Instructions to follow: Continue the Ron Howard profile from the point where it stops.

Extract:
In April, one of America’s most famous directors, Ron Howard, called The Hollywood Reporter to follow up. He said he wanted to provide additional color to an answer that he gave about his recent film, Hillbilly Elegy, during an hourlong interview the day before.
“You were asking a couple of questions about J.D. Vance and how I felt about it, and, you know, I hadn’t actually addressed it or talked to anybody about it very much,” says Howard about the conservative best-selling author whose memoir his 2020 film is based on — and who just won the Ohio Senate Republican primary. “It took me a minute to go back and put it all in context.” Phoning again from his full-time home in Connecticut to delve into a tough question (more on this later) reflects how Howard has been known in Hollywood over his 60-plus-year career: thoughtful and conscientious, not to mention one of the most successful filmmakers of the 20th and 21st centuries, whose movies as a director have grossed more than $4.3 billion globally and have won about 40 film awards, with A Beautiful Mind garnering four Oscars.

Dataset excerpts:

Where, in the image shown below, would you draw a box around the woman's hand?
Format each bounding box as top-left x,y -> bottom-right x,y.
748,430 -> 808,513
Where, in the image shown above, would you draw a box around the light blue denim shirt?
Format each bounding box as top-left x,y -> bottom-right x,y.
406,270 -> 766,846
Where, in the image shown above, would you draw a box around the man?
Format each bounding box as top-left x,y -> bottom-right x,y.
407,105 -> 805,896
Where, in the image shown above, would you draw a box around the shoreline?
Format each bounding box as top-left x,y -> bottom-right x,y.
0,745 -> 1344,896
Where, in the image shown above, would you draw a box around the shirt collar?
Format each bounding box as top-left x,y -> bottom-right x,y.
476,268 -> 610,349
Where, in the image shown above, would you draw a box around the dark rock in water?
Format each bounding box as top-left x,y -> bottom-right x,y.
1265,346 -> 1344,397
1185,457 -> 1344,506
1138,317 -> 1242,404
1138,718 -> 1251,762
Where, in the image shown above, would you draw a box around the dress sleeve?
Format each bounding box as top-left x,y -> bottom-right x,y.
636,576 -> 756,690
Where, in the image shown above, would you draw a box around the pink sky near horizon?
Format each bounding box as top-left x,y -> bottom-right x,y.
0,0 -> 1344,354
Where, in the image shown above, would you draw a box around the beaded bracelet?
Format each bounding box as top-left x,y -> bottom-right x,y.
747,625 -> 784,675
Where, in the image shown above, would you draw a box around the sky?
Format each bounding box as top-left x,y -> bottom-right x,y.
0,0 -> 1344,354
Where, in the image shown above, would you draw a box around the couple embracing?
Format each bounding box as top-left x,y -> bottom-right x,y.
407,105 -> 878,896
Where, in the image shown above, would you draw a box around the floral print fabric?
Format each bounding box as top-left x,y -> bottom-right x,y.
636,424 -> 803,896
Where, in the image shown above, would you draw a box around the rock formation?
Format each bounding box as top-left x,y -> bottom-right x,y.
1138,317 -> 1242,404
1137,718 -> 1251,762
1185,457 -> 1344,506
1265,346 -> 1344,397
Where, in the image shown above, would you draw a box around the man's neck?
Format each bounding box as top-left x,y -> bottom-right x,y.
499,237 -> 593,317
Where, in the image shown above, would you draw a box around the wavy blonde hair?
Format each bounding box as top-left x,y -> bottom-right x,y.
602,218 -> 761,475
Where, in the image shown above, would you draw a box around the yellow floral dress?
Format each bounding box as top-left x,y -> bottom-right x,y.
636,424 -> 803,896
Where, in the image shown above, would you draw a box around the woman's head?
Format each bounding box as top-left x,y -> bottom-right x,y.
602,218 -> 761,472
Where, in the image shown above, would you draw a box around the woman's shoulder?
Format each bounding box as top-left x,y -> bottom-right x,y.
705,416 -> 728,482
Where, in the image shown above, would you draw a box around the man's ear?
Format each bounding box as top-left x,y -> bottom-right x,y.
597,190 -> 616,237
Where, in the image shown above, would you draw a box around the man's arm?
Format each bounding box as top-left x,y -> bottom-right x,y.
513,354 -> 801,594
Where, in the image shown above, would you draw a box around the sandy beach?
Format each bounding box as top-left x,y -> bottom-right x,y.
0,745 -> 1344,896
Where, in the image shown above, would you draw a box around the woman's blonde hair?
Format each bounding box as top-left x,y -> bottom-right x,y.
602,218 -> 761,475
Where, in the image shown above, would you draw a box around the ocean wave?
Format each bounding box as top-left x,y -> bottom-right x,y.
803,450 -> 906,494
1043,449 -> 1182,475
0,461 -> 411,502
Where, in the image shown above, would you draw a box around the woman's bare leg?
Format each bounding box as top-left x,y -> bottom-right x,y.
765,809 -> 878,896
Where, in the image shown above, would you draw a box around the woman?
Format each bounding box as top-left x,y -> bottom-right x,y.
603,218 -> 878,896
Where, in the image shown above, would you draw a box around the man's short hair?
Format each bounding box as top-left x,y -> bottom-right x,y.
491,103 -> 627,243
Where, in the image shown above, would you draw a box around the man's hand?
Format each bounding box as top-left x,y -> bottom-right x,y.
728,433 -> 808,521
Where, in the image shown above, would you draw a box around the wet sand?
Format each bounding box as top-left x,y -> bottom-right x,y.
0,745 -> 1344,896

Answer to this exercise:
Howard’s work also has had a lasting cultural impact: Over the past four decades, movies like Splash, Apollo 13 and A Beautiful Mind have become staples of American cinema and also helped define American culture globally. Since 2012, Howard, now 68, has solidified himself, quietly, as a documentarian, with films like Made in America, Pavarotti, Rebuilding Paradise and, as of May 27, We Feed People.
But his career started in front of the screen: Before he was 10 years old, Howard was the star of the hit TV series The Andy Griffith Show and of movies like 1962’s The Music Man. It was on Andy Griffith that his interest in filmmaking took hold. “I was curious about the camera, I loved listening to the writers talk about rewrites, and I began to see that almost all of our directors had been actors first, among them the great comedy star Howard Morris, who was also an excellent director,” Howard tells THR. “When I was about 10, he said, ‘I see you looking around, asking questions. I’ll bet you wind up being a director.’ “
Thirteen years later, in 1977, Howard would helm Grand Theft Auto (no relation to the video game), his directorial debut that he wrote alongside his father, Rance Howard. “The very first day of filming my first movie for [executive producer] Roger Corman, I thought I was going to be fired,” Howard says, laughing. “I was in the movie, and I had co-written it, but I thought I could be fired because I was behind schedule and Roger Corman was infamous for staying on budget and schedule. But I made it through that day, and within a couple days, I really had my stride and I loved it. From that point on, I thought of myself as a director.”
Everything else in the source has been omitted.